**Objective:**
Answer these questions using the news text on the Rwanda genocide suspects below.
1. How old is Aloys Ntiwiragabo, according to Rwanda's government?
2. For how many years had Felicien Kabuga been hiding?
3. Where is Kabuga due to be sent for trial?

** Begin Given text **

Maj. Gen. Aloys Ntiwiragabo, a former head of Rwanda’s military intelligence service, recently was found by a French media outlet to be living in the suburbs of Orleans.

Rwanda prosecution spokesman Justin Nkusi told The Associated Press that an international arrest warrant has been issued for Ntiwiragabo, who is under investigation in France over his role in the 1994 genocide in which more than 800,000 ethnic Tutsi, and Hutus who tried to protect them, were killed.

Rwanda’s government says the 71-year-old Ntiwiragabo was part of the inner circle of the former government that orchestrated the genocide. The International Criminal Tribunal for Rwanda describes him as one of the architects of the killings.

Rwandan prosecutor general Aimable Havugiyaremye told reporters in Kigali on Tuesday that the government is working with the French unit in charge of combating war crimes and crimes against humanity to investigate the case.

The extradition request for Ntawiragabo comes after another suspected architect of the genocide, Felicien Kabuga, was arrested outside Paris in May.

Kabuga, who had been hiding for 25 years, is accused of financing the genocide, which he denies.

Kabuga had asked for a trial in France, citing frail health and asserting that a trial in Africa would be biased against him. The court overturned his request, and he is due to be sent to the international tribunal in Arusha, Tanzania for trial.

The International Residual Mechanism for Criminal Tribunals chief prosecutor, Serge Brammertz, told reporters in Kigali on Tuesday that Kabuga could be transferred to Arusha next month.

** End Given text **
** Begin Stored rows **

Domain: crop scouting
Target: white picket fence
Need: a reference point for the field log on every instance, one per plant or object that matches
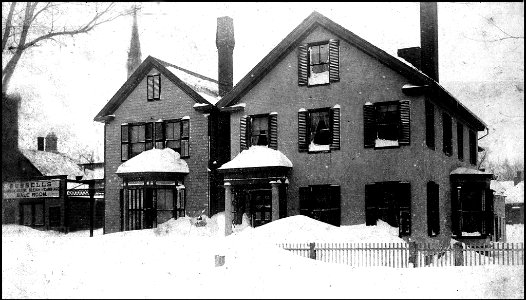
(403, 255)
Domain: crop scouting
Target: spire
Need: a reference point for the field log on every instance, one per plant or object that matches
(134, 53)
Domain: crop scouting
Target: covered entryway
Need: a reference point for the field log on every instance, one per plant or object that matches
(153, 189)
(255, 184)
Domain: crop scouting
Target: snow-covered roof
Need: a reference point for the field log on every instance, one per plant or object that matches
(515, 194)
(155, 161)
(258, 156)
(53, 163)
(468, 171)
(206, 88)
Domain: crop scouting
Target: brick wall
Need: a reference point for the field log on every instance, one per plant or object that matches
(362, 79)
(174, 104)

** End Stored rows **
** Begin Stored rows **

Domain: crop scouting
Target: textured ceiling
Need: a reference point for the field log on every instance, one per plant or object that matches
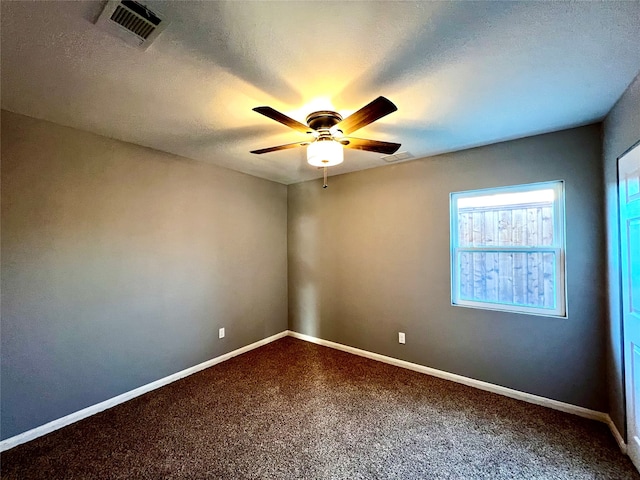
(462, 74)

** End Stored rows **
** Begin Stored rows **

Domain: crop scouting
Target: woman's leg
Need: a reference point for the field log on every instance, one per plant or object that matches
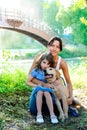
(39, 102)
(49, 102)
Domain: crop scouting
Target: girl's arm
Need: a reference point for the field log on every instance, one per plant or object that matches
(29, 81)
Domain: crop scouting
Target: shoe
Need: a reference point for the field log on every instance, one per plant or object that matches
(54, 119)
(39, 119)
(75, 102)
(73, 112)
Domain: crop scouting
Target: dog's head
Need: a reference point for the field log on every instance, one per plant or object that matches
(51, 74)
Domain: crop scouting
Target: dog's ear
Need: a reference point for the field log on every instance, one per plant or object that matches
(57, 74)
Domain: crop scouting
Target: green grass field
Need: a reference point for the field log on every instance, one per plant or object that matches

** End Stored rows **

**Solution for this task:**
1. He is 71 years old.
2. He had been hiding for 25 years.
3. He is due to be sent to the international tribunal in Arusha, Tanzania.